Stored dataset items
#####
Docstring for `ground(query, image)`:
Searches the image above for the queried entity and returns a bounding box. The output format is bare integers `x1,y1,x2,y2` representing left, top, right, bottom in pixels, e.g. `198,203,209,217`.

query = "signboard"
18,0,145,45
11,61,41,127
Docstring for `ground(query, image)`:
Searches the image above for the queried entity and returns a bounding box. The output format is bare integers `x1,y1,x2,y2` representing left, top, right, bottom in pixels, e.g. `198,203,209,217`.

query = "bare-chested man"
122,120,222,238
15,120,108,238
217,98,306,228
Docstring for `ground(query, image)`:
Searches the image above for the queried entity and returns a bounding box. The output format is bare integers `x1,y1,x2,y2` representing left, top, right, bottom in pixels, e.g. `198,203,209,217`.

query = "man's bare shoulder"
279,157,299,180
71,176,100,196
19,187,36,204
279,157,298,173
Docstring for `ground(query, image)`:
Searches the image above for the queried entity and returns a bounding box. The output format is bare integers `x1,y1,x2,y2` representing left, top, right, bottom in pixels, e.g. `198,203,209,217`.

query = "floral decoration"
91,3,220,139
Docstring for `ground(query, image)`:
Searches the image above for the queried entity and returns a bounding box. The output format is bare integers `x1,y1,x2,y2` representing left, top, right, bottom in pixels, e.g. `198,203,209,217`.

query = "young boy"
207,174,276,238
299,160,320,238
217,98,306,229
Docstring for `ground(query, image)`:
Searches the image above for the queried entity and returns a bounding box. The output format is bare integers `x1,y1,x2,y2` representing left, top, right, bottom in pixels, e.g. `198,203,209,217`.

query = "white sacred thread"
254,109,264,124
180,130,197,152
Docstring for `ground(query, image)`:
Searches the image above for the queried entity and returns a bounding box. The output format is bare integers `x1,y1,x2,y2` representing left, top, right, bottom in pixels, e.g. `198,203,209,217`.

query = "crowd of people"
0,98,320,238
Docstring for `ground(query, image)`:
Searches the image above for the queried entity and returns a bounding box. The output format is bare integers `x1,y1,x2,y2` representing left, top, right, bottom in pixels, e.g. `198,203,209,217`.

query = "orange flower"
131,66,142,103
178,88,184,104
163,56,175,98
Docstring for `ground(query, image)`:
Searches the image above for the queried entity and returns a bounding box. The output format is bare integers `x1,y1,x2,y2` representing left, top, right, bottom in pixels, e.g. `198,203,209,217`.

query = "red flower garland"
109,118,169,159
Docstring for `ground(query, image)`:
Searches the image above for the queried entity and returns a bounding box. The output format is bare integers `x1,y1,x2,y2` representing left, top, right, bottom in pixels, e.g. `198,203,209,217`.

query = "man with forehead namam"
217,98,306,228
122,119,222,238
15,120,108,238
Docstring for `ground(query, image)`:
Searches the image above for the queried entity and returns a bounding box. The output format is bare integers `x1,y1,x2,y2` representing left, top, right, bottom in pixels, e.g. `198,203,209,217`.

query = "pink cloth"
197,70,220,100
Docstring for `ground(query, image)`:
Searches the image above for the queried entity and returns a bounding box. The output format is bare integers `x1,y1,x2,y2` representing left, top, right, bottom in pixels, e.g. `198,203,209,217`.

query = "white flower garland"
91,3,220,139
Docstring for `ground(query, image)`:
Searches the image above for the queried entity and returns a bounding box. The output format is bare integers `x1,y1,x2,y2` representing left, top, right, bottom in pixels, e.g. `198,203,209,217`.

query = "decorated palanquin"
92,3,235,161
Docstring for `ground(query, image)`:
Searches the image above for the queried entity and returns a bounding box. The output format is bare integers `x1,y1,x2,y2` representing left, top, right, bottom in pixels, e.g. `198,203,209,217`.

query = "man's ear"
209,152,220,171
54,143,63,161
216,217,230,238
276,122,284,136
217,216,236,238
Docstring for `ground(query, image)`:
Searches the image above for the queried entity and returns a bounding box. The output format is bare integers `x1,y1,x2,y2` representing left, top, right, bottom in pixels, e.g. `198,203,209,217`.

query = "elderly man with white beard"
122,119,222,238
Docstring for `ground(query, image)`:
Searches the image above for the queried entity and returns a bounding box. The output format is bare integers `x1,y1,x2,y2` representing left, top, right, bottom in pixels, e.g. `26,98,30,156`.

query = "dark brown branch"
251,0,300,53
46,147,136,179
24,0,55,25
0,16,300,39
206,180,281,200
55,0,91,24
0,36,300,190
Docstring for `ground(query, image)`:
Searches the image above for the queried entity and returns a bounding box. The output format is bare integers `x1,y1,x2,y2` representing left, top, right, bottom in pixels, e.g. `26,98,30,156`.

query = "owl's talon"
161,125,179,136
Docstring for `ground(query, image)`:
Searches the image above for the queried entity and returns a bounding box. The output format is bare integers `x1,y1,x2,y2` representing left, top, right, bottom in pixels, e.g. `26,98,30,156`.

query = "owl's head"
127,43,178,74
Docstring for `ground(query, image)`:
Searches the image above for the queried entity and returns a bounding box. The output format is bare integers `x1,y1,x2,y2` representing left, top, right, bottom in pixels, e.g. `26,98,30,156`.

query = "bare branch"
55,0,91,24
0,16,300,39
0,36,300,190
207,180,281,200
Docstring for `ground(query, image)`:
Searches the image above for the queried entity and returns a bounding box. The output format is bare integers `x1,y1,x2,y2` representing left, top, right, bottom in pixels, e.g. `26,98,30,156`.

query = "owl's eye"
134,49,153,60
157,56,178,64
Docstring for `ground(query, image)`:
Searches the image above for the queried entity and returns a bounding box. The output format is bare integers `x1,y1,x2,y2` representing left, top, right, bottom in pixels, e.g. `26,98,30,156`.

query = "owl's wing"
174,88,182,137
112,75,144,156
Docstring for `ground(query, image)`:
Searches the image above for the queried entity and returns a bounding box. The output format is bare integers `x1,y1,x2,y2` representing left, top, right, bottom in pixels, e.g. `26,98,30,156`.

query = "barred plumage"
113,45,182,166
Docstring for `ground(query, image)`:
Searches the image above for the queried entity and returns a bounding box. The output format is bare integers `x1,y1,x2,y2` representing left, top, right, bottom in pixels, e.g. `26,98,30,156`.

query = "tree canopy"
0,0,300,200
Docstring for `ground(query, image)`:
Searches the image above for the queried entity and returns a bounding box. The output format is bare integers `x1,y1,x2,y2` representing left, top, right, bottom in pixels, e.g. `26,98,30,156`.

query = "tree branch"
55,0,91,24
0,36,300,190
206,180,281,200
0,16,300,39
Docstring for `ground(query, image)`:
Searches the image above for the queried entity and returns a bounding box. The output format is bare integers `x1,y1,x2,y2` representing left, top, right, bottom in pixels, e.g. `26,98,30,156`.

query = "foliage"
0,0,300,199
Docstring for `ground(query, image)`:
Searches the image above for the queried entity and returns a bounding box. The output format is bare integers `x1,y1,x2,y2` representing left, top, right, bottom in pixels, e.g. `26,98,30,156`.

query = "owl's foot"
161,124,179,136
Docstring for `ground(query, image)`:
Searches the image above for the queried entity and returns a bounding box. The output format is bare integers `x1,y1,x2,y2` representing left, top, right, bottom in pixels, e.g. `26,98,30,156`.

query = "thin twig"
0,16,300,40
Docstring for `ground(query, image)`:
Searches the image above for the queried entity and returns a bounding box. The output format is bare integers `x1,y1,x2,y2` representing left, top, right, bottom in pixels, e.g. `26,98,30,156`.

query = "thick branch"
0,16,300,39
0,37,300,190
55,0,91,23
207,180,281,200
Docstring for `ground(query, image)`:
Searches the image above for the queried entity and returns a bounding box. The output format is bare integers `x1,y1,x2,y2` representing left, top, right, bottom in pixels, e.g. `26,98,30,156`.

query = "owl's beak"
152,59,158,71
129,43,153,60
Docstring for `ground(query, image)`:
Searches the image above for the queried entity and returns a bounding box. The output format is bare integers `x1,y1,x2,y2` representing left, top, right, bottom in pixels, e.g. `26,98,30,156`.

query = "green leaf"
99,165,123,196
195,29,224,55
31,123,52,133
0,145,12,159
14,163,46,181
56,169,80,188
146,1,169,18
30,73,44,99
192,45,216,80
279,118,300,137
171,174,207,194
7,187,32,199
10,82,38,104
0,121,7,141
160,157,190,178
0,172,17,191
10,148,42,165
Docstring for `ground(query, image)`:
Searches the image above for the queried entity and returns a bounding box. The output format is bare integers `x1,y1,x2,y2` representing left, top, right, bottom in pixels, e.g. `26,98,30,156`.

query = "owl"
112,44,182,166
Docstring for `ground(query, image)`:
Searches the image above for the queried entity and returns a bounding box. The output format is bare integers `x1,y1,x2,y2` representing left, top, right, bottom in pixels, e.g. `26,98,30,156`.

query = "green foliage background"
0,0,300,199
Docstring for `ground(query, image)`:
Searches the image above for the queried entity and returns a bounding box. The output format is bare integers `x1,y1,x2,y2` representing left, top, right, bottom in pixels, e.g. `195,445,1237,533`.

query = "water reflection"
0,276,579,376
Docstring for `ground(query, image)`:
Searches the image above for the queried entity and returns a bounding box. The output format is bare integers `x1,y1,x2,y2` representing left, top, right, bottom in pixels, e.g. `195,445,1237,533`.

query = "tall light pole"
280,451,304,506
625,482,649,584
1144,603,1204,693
#####
* **Exercise description**:
Extract every line in the entries above that contains the string "flower". Case must match.

* **Correct response**:
query = "orange flower"
query = "red flower garland"
query = "white flower garland"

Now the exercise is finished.